▶ [What to do] Give as output the line that contains "the jet engine", followed by every remaining line of the entries, unchanged and with nothing added.

▶ [Task inputs]

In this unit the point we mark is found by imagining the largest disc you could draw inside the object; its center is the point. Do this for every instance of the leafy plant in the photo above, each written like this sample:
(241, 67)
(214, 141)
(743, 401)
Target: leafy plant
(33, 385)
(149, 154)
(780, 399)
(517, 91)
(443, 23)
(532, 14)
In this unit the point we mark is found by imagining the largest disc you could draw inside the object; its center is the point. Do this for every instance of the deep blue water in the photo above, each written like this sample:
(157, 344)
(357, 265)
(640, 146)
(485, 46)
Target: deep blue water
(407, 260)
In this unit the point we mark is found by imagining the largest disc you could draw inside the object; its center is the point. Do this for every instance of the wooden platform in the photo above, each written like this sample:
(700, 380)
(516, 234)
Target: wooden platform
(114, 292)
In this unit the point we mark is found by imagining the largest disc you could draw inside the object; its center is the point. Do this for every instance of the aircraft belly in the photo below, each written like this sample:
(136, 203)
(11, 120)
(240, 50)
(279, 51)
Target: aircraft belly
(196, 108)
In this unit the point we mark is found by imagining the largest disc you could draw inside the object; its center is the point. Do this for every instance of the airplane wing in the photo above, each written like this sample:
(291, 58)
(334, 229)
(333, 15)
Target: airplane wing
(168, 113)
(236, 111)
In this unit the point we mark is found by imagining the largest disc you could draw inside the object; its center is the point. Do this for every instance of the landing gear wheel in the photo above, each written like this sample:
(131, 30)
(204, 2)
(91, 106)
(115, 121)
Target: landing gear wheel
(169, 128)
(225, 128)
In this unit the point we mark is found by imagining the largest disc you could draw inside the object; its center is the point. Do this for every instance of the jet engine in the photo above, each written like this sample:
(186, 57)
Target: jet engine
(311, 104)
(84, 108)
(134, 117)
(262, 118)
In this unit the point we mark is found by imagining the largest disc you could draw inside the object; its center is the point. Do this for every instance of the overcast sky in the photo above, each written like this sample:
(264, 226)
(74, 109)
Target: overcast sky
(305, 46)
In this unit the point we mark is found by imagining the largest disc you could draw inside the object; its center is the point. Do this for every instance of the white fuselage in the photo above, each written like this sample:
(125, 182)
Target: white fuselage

▶ [Worked answer]
In this unit the point we mark is found by imagining the largest disc you could draw inside the object; its center is the point. Do this for every instance of the jet engine in the photo above, each written like this sample:
(186, 57)
Target: jet engine
(311, 104)
(84, 108)
(134, 117)
(262, 118)
In this unit the point we mark is found by imagining the largest disc you could draw inside the object; its center is the point. Do this for every instance of the overcast sky in the photo above, each written like this sample:
(264, 226)
(74, 109)
Target: overcast sky
(305, 46)
In this unit the point we mark is found by imagining the largest disc you could draw inside the object; its center is the point. Do this for every instance of the white fuselage in the photo above, each written like this sample:
(125, 182)
Target: white fuselage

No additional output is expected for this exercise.